- [Exercise directions]
Rewrite everything from the start of the material down through the line containing "[[386, 321]]", keeping every line, requests included. Increase each coordinate value in the answers by 114.

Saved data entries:
● ● ● ● ● ● ●

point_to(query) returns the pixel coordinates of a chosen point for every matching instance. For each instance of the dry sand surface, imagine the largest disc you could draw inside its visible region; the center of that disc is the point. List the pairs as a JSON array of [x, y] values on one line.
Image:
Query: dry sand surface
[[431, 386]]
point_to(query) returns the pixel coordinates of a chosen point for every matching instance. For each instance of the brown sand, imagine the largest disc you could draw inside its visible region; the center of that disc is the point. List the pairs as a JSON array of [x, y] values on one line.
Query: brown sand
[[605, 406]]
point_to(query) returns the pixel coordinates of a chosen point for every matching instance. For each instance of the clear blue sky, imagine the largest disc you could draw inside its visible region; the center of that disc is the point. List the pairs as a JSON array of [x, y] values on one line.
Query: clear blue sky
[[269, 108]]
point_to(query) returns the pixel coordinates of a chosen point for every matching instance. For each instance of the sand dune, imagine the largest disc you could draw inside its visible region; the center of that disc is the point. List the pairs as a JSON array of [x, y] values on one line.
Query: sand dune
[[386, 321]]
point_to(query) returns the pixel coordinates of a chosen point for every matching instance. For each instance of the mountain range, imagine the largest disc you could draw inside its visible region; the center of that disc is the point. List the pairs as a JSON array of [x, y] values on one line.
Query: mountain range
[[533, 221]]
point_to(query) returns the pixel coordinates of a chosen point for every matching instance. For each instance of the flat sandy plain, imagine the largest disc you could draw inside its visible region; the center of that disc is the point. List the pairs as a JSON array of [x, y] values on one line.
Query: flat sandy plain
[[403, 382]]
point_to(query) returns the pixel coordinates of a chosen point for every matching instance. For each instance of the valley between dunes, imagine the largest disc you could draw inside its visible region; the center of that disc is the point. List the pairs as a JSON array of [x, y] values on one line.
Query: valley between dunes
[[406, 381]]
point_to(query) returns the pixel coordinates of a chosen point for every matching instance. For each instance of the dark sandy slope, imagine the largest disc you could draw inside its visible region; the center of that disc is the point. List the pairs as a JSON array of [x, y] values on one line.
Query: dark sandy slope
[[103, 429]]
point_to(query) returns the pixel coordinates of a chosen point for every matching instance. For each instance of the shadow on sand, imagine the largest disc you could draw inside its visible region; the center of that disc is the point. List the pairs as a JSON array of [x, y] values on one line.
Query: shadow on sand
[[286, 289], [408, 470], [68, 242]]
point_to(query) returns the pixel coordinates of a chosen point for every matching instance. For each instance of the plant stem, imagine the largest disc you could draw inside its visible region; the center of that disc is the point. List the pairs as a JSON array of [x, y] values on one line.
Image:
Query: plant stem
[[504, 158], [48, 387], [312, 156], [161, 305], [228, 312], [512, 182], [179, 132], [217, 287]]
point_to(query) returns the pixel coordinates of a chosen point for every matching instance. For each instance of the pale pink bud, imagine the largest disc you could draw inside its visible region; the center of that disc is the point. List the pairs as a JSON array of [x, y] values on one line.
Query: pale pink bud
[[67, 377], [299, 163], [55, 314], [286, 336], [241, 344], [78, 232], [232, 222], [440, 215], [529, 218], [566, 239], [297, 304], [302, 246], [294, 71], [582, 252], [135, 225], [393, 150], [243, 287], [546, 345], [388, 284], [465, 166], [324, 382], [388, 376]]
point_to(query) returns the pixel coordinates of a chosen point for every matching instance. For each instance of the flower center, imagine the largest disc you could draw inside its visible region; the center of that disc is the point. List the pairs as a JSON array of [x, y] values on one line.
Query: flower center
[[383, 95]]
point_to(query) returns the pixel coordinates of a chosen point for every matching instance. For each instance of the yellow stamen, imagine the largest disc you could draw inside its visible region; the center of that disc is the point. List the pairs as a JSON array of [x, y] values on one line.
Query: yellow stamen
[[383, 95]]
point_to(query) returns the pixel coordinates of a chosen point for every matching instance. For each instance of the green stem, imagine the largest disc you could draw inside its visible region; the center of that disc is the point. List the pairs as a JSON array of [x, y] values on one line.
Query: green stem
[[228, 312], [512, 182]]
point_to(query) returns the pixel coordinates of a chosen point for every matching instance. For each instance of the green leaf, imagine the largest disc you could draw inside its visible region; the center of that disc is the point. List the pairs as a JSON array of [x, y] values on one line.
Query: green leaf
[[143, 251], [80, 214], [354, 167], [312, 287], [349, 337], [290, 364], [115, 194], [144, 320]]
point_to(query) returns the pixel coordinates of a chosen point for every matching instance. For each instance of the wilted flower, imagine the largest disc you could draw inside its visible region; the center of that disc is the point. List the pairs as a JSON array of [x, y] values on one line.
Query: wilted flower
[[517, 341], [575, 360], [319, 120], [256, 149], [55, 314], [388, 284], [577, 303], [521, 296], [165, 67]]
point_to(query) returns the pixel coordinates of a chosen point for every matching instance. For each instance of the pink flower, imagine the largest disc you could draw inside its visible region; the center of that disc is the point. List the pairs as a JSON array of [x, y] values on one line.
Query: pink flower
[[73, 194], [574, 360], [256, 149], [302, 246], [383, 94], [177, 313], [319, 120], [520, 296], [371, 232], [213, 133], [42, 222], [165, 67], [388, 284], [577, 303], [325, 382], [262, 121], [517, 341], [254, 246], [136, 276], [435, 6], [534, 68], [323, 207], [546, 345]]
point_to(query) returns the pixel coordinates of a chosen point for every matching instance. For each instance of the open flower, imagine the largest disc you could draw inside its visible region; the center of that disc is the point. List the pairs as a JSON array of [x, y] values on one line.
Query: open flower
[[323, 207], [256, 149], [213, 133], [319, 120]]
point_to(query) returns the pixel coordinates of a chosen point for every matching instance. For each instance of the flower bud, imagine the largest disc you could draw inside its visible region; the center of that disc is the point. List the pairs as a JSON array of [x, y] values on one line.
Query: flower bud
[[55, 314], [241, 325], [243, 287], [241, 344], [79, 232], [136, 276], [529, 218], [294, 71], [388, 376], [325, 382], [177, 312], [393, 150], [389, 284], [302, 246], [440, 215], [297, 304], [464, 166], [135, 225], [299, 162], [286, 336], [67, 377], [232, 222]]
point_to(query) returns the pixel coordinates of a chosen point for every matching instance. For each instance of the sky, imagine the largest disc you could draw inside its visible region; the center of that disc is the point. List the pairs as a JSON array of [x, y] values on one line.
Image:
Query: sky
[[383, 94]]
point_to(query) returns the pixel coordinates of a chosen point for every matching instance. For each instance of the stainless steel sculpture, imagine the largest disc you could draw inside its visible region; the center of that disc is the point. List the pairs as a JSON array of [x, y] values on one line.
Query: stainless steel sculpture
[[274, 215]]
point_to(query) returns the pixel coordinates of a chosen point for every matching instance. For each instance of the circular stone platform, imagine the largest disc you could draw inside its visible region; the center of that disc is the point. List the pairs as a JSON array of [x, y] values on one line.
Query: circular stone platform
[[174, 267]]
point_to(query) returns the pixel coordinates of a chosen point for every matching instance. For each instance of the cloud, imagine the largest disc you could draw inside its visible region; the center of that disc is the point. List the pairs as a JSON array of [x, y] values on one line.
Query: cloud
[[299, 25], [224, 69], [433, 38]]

● ● ● ● ● ● ●

- [Answer in full]
point_to(query) returns the pixel coordinates of a chosen point for every matching instance. For each instance of the dry sand surface, imagine the largest disc you could draw inside its visible region; the center of that disc is the point. List the pairs as a JSON array of [x, y] values on one line.
Image:
Query: dry sand surface
[[545, 500]]
point_to(query) returns the pixel coordinates of a chosen point for every matching instance. For each instance of the brown sand, imagine the largest disc you could draw inside its visible region; the center of that disc is the point. List the pairs as a JSON array of [x, y] values on one line.
Query: brown sand
[[719, 520]]
point_to(query) returns the pixel coordinates of a chosen point for every matching instance. For each instance of the clear blue sky, imagine the largest disc you could draw inside its visible region; the center of that disc is the point. List the pairs as a JSON array of [x, y] values on one line.
Query: clear blue sky
[[383, 222]]
point_to(query) returns the pixel coordinates of a chosen point for every matching instance. For each instance of the sand dune, imagine the largest disc you could draw inside its visible region; the center of that disc is the point. List the pairs as a JSON array of [x, y] values on one line.
Query: sand dune
[[500, 435]]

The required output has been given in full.